(Exercise prompt):
Would it be possible to write out each entry below exactly, without the pictures?

--- Exercise data Enclosed Below ---

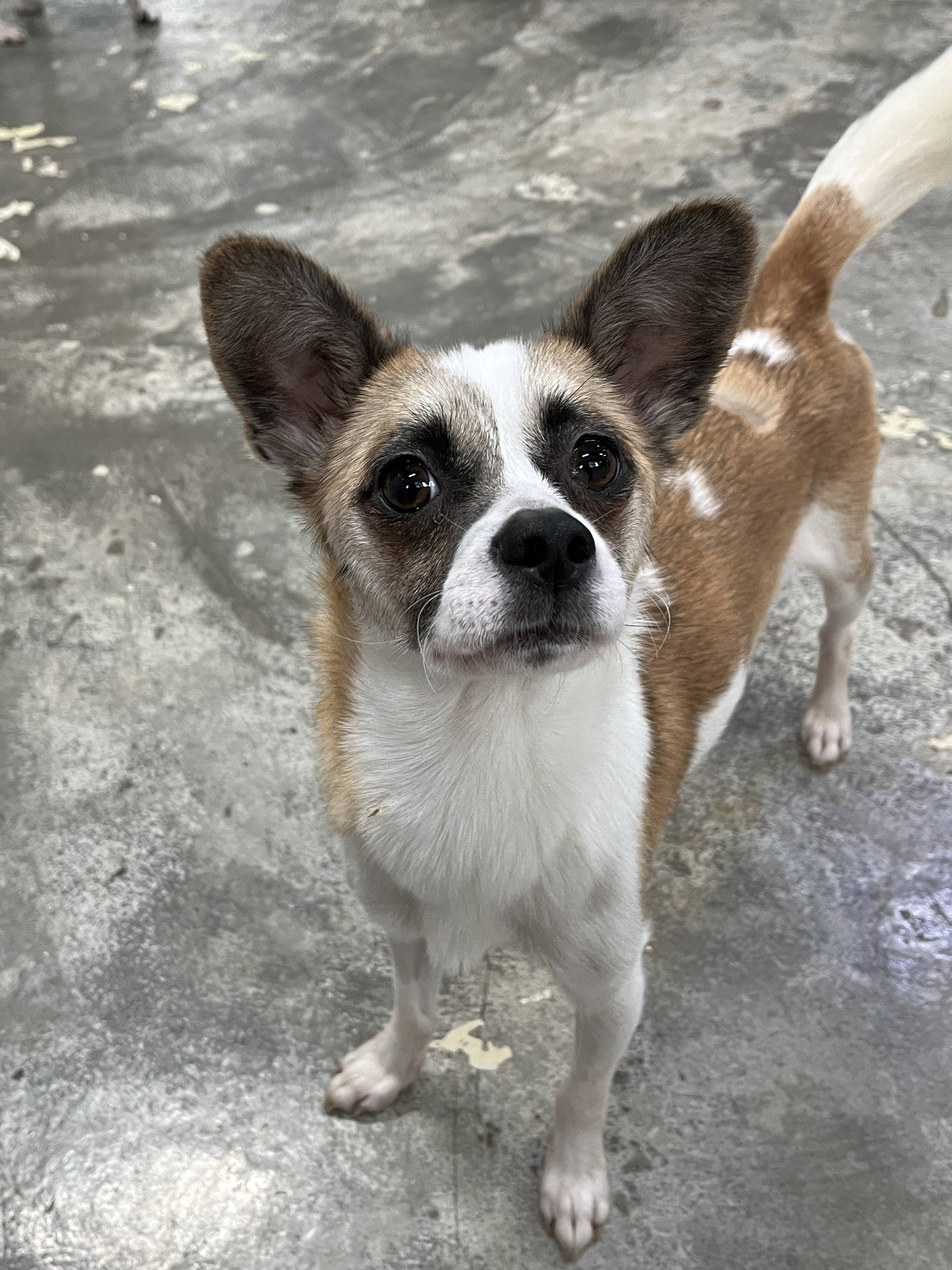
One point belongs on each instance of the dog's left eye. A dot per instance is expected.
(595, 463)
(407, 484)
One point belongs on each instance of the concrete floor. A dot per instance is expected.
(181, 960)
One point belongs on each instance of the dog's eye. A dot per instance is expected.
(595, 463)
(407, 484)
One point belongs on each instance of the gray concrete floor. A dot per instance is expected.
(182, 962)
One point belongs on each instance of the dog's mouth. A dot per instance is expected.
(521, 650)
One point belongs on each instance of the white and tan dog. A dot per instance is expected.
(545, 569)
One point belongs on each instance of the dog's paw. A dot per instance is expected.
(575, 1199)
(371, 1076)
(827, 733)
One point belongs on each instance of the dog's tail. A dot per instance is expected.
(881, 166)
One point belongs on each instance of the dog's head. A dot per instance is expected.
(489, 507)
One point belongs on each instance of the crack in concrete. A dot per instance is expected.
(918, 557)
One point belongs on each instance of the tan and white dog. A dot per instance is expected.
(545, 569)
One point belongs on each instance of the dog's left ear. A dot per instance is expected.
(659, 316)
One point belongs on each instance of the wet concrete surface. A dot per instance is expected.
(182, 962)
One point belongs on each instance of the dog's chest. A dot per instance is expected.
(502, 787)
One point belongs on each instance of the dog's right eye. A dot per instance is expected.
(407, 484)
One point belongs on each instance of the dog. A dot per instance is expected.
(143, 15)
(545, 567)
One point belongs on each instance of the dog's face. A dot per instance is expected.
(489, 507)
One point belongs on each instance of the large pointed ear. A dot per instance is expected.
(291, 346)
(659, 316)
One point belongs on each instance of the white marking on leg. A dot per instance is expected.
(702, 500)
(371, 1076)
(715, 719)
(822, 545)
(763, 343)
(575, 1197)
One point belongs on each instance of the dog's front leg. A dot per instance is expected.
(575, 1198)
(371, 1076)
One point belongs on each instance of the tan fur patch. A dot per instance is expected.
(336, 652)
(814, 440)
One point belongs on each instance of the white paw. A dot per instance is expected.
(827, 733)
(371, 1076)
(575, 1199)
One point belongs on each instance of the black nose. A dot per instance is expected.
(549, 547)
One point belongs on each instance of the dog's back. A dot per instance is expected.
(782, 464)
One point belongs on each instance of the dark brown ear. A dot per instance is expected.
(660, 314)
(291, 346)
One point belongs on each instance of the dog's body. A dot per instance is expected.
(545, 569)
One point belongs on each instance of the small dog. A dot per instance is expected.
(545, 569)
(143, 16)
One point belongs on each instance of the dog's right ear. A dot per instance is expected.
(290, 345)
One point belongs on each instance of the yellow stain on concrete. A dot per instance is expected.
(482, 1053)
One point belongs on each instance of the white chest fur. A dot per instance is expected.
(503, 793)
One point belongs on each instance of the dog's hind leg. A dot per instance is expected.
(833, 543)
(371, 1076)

--- End of Enclosed Exercise data ---

(Answer to this problem):
One point belongs on each instance of the dog's left eye. A dot per instance is expected.
(595, 463)
(407, 484)
One point belongs on each instance of the concrete floor. A dot per instance is expected.
(181, 960)
One point belongs on each instance of the dog's eye. A dot per instance is expected.
(595, 463)
(407, 484)
One point belongs on each instance of the gray concrete floor. A dot per instance is expected.
(182, 962)
One point belongs on each instance of the dog's mouth. A dot per instance is expected.
(521, 650)
One point belongs on each instance of the white and tan dog. A dot per instance is expected.
(545, 569)
One point belongs on each instance of the dog's paw. A dot per instance is expected.
(575, 1199)
(371, 1076)
(827, 733)
One point belongs on each instance of the dog's tail. A dot per instance is expected.
(881, 166)
One point belongs on each instance of the dog's head. A dot per instance is expected.
(489, 507)
One point belongs on each instance of the crack in concrete. A dot per instance is expected.
(918, 557)
One point belongs on each instance of the tan and white dog. A dot per instance is expected.
(545, 569)
One point belongs on each instance of the dog's left ear. A dot per instance is expected.
(659, 316)
One point belongs on each instance of the wet concrete surface. A dot per instance is expected.
(182, 962)
One point belongs on each instance of the dog's chest. A dot per instance is expected.
(502, 787)
One point belongs on each instance of the dog's right eye. A dot per instance is expected.
(407, 484)
One point belongs on each instance of the dog. A dot per instance is expected.
(143, 15)
(545, 567)
One point belongs on each instance of the dog's face. A dot per instance is expected.
(489, 507)
One point belongs on each instance of the large pointed ear. A dot per instance is expected.
(291, 346)
(659, 316)
One point belongs on each instance of the white marking on leg. A dot per instance is expected.
(702, 500)
(371, 1076)
(715, 719)
(822, 545)
(763, 343)
(575, 1197)
One point belongs on each instance of the dog's front leg. A dot per instance is expected.
(575, 1198)
(371, 1076)
One point belongs on each instance of the tan fur patch. A dot per instance is expected.
(336, 652)
(814, 440)
One point belongs on each instance of the white paw. A dot per instance is expected.
(827, 733)
(371, 1076)
(575, 1199)
One point belongs on each instance of the black nose. A dot per instance is expected.
(549, 547)
One point belongs on each instance of the dog's back. A dot per instance is expected.
(782, 464)
One point belongs on each instance of the dark brown ear. A dot per instance is expected.
(660, 314)
(291, 346)
One point belongs on each instance of the dog's body. A dot per instance is expected.
(545, 569)
One point belongs on each instance of the small dog. A dot per instance is expected.
(545, 569)
(143, 16)
One point belongs on each instance of the dog's right ear. A dot per instance is expected.
(290, 345)
One point belongs on each instance of the yellow stain on concrete. A dot per instance is expected.
(482, 1053)
One point belongs on each instance of the white chest fur. A dot per instance is expected.
(503, 793)
One point belongs on each instance of the dog's hind leg. A dot per instance is expected.
(833, 543)
(371, 1076)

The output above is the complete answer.